- [Task requirements]
Copy the following listing word for word.

- [Provided records]
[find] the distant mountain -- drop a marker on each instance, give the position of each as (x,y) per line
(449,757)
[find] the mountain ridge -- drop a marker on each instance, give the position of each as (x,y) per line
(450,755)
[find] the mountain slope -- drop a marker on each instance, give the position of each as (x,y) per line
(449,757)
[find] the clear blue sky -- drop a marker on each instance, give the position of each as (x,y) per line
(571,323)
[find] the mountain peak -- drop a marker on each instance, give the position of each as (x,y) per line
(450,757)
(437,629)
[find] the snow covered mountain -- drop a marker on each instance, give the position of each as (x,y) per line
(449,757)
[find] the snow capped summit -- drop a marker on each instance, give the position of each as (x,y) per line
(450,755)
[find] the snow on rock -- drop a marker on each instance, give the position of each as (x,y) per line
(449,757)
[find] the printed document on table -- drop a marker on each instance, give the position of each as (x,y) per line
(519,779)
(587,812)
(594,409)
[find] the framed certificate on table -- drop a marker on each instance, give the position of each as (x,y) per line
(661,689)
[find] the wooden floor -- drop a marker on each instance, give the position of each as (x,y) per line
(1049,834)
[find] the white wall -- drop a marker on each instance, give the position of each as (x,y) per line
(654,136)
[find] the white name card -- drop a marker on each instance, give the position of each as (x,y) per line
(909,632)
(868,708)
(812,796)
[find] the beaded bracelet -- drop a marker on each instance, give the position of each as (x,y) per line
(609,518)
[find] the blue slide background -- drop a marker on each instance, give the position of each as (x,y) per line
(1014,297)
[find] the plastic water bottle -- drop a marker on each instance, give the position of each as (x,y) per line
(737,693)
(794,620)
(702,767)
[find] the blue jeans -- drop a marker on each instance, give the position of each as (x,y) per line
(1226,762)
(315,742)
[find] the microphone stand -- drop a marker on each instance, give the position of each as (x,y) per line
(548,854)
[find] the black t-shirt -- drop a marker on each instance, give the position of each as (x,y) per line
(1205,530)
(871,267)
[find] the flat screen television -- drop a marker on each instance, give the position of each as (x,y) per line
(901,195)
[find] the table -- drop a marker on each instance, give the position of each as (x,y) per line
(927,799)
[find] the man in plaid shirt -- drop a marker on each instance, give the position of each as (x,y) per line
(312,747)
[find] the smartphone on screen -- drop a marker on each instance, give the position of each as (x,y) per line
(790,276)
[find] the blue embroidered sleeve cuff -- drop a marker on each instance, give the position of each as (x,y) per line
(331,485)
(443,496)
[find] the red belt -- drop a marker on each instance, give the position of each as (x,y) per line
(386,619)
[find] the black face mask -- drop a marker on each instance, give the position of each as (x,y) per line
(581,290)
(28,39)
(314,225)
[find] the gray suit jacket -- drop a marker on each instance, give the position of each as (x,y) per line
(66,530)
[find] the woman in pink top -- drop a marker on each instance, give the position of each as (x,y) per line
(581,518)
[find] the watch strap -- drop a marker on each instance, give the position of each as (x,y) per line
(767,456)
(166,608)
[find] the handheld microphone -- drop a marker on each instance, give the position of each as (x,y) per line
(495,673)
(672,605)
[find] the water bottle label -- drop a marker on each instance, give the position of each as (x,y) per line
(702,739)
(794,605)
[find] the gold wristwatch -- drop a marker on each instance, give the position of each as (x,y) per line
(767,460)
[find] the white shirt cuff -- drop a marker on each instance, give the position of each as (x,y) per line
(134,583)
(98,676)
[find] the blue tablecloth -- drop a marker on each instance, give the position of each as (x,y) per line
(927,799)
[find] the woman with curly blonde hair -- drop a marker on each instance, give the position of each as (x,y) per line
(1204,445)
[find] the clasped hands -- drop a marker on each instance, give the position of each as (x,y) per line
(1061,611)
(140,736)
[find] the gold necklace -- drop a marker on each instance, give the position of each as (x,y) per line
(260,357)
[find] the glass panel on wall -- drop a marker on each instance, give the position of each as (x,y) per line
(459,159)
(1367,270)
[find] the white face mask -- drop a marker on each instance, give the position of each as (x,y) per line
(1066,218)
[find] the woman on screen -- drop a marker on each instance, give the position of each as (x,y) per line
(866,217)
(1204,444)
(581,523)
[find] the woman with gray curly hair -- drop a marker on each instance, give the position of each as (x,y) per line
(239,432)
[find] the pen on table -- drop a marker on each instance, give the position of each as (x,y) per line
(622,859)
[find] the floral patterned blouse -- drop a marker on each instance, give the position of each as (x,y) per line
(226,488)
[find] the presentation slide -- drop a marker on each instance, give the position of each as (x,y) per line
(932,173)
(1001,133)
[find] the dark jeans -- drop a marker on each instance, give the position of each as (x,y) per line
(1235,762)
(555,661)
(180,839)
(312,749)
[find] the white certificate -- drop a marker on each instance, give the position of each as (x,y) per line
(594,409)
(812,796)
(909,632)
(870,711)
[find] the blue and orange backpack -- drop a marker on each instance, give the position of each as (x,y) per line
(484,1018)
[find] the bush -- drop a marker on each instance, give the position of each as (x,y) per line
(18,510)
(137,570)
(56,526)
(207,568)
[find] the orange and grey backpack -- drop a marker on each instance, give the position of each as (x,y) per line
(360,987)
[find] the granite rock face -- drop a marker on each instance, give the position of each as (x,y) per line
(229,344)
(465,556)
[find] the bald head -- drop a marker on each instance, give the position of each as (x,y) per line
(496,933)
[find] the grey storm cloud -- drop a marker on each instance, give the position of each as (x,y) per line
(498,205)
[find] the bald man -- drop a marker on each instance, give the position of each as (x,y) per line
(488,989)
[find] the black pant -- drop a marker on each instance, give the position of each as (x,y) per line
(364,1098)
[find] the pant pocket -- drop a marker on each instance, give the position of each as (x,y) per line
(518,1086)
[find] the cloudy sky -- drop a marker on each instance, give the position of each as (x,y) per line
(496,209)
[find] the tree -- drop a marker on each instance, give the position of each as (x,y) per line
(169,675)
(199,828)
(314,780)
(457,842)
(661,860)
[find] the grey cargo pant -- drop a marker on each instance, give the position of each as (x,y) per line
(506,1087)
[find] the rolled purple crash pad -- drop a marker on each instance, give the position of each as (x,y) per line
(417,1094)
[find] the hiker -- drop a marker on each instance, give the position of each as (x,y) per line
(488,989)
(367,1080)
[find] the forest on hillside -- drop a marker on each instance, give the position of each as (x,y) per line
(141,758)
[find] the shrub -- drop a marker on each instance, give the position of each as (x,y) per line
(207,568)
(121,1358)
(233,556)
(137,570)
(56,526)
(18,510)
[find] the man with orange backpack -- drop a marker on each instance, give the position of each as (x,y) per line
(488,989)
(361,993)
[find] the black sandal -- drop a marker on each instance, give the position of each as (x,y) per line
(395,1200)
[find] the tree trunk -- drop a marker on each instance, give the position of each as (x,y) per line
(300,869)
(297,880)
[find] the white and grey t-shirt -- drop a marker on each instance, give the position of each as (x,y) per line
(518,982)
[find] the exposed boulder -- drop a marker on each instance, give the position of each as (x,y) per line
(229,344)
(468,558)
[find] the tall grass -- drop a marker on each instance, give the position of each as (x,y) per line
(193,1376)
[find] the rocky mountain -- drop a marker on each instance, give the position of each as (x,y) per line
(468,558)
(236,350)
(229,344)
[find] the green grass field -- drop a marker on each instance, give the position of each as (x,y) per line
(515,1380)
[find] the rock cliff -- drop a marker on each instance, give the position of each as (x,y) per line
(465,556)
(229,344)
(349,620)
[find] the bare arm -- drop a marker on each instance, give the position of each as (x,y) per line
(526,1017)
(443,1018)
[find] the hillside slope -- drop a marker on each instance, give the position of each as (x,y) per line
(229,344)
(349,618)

- [Answer section]
[find] the distant mountain -- drop a marker on each instance, give the position of each as (x,y) per line
(449,757)
[find] the mountain ridge -- drop a marker on each instance, give the position of each as (x,y) per line
(450,755)
[find] the mountain slope -- drop a marker on each instance, give the position of each as (x,y) per line
(449,757)
[find] the clear blue sky -- drop a marker on each instance, give the position of each as (x,y) per line
(571,323)
[find] the mountain peak -- drop a marker on each instance, give the position of each as (x,y) per line
(450,757)
(437,629)
[find] the snow covered mountain -- drop a marker on each instance, give the position of each as (x,y) per line
(449,757)
[find] the snow capped summit -- drop a marker on each instance, give the position of each as (x,y) per line
(450,755)
[find] the snow on rock -- drop a marker on each instance, give the position of each as (x,y) per line
(449,757)
[find] the printed document on table -- drop a marker on each instance, give the position of each as (x,y) per line
(519,779)
(587,812)
(594,409)
[find] the framed certificate on table -- drop a marker on each instance, give the position of each as (x,y) per line
(661,689)
[find] the wooden floor -- drop a marker on each instance, give the position of each as (x,y) per line
(1049,834)
[find] the white wall -- drop a marker on each instance, give the position of each as (x,y) per line
(654,136)
[find] the white name card -- drop a marker on each instance, give the position of each as (x,y) per line
(909,632)
(868,708)
(812,796)
[find] the beaded bracelet -- drop a marker on each instance, give the position of each as (x,y) per line
(609,518)
[find] the blue slide background -- drop a marker on each instance, give the position of each as (x,y) per line
(1014,297)
[find] the plastic water bottle -- drop a marker on each instance, give the position of each as (x,y) per line
(737,693)
(794,620)
(702,767)
[find] the blue jeans -- drop a marker on each instance, give the position of each as (x,y) per line
(1226,762)
(315,742)
[find] the microphone stand -- drop a marker on each instance, give the position of each as (x,y) per line
(548,854)
[find] the black t-shirt -- drop a marker on each instance, give the position of each as (x,y) per line
(1205,530)
(871,267)
[find] the flat screen television -- drop a marker on each instance, give the position of each as (x,y) per line
(901,195)
[find] the table -- drop a marker on each instance, give the position of each as (x,y) per line
(927,799)
[find] the man in plaid shirt -- drop a marker on each instance, give the position of each as (x,y) per line
(312,747)
[find] the smartphone on screen -- drop a marker on each instance, give the position of each as (x,y) per line
(790,276)
[find] the blue embroidered sleeve cuff -- drop a marker on each instance, give the position of each as (x,y) per line
(331,485)
(443,496)
[find] the red belt -- drop a marker on each instance, give the position of each as (x,y) per line
(386,619)
[find] the black face mask -- drop a marker on each instance, give the position of each as (x,y) per line
(581,290)
(28,39)
(314,225)
[find] the gray suit jacket -- drop a marker on each instance, give the position of each as (x,y) per line
(66,530)
[find] the woman in pink top -- drop a marker on each instance, give the position of each as (x,y) per line
(581,518)
[find] the watch strap -- drop a marker on each instance, give the position of each as (x,y) per line
(767,456)
(166,608)
[find] the handheld microphone -- drop a marker on each instance, give the position of each as (x,y) per line
(495,673)
(672,605)
[find] the water bottle label -- drop a marker on each instance, give the position of each as (x,y) per line
(702,739)
(794,605)
[find] the gold wristwatch -- drop a marker on each instance, give the position of each as (x,y) per line
(767,460)
[find] the white shirt cuff -- drop a marker on each instance, give the position of each as (x,y) per line
(134,583)
(98,676)
[find] the blue tablecloth -- drop a marker on each instance, give the position of each as (x,y) per line
(927,799)
[find] the woman with curly blonde hair -- drop a marker on each instance, give the position of each as (x,y) per line
(1204,445)
[find] the clasped hands -- drop a marker on each instance, give the position of each as (x,y) per line
(1061,611)
(140,736)
[find] the gold necklace -- drop a marker on each instance, give the position of each as (x,y) per line
(260,357)
[find] the glass panel on wall -- drop a marker on each instance, give the position of each as (x,y) per line
(459,159)
(1367,270)
[find] the white face mask -- drop a marker on each instance, give the position of each as (x,y) per line
(1066,218)
[find] the woman on screen -- drop a marker on each instance, give the position of each as (x,y) per line
(866,217)
(1204,444)
(581,523)
[find] the woman with gray curly hair -- drop a marker on each instance, give the position of each as (x,y) per line
(239,432)
[find] the pen on table -- drop a marker on each instance, give the position of each as (x,y) per line
(622,859)
[find] the floral patterned blouse -- drop a marker on each instance, give the position of each as (x,y) per line
(226,488)
[find] the presentation slide -- drop a marker on each instance, give the position of each as (x,y) per line
(932,173)
(1001,133)
[find] the dark jeans -- drop a marker on each instance, give the position of each as (x,y) per line
(1235,762)
(555,661)
(180,839)
(312,749)
[find] the white certificate -- drop a marker on each instance, give the position of each as (x,y) per line
(594,409)
(812,796)
(909,632)
(870,711)
[find] the blue and orange backpack -- drop a marker on each instance, give the position of each as (x,y) per line
(484,1018)
[find] the bush -- drop a marker on each instance, give the position of each as (x,y) per line
(18,510)
(137,570)
(56,526)
(207,568)
[find] the orange and grey backpack -- drop a marker on each instance, give the position of each as (x,y) per line
(360,987)
[find] the granite rock face -- drop a marker on each instance, give the position of each as (x,y) per line
(229,344)
(465,556)
[find] the bald head -- drop a marker on each instance, give the position of each as (x,y) per line
(496,933)
[find] the grey storm cloud -- drop a marker on each instance, give the position of each as (x,y) per line
(498,205)
[find] the bald man -- drop a marker on each instance, give the position of each as (x,y) per line
(488,989)
[find] the black pant -- drop a marker on each instance, give the position of each as (x,y) per line
(364,1098)
[find] the pant pocket -- drop a marker on each instance, give the position of each as (x,y) per line
(518,1086)
[find] the cloudy sky -- drop a marker on each instance, give the position of each as (x,y) per line
(496,209)
[find] the tree -- drop a marker on each instance, give the position of each as (x,y) per line
(169,675)
(199,828)
(314,780)
(457,842)
(661,860)
[find] the grey cargo pant -- drop a marker on each instance, give the position of each as (x,y) per line
(506,1087)
[find] the rolled purple crash pad -- drop a marker on each instance, give the position of each as (x,y) per line
(417,1094)
[find] the hiker -- drop a marker on each instance, give the position of each as (x,y) per line
(488,989)
(367,1080)
[find] the forest on hillside -- drop a marker on each instance, give the position of each as (x,y) per line
(141,758)
[find] the shrub -- drop a marker on each instance, give the position of each as (x,y) per line
(207,568)
(121,1358)
(233,556)
(137,570)
(56,526)
(18,510)
[find] the man with orange backpack -- drop a marker on each instance, give the position of each as (x,y) per line
(488,989)
(361,993)
[find] the black sandal -- drop a marker on each instance, give the position of each as (x,y) per line
(395,1200)
[find] the tree trunk -- drop a marker on each instance, give the position of each as (x,y) per line
(300,869)
(297,880)
[find] the white and grey t-shirt -- drop a marker on each instance, give the position of each as (x,y) per line
(518,982)
[find] the exposed boulder -- drop a marker on each instance, give the position of each as (x,y) per line
(229,344)
(468,558)
[find] the tall grass -- drop a marker on each instance, give the position of each as (x,y) per line
(193,1376)
[find] the rocky mountain -- drop a marker on each instance, give the position of each as (x,y) per line
(468,558)
(236,350)
(229,344)
[find] the green grass field -- drop a marker on each instance, give the position of each as (x,y) per line
(515,1380)
[find] the rock cliff -- drop a marker on each instance, give the position of each as (x,y) per line
(465,556)
(229,344)
(349,620)
[find] the bare arm -- drop a marker on each instance, give the position of each as (x,y) per line
(526,1017)
(443,1018)
[find] the hillside slope -- drop a marker on each instance, give the position of each as (x,y) per line
(229,344)
(349,618)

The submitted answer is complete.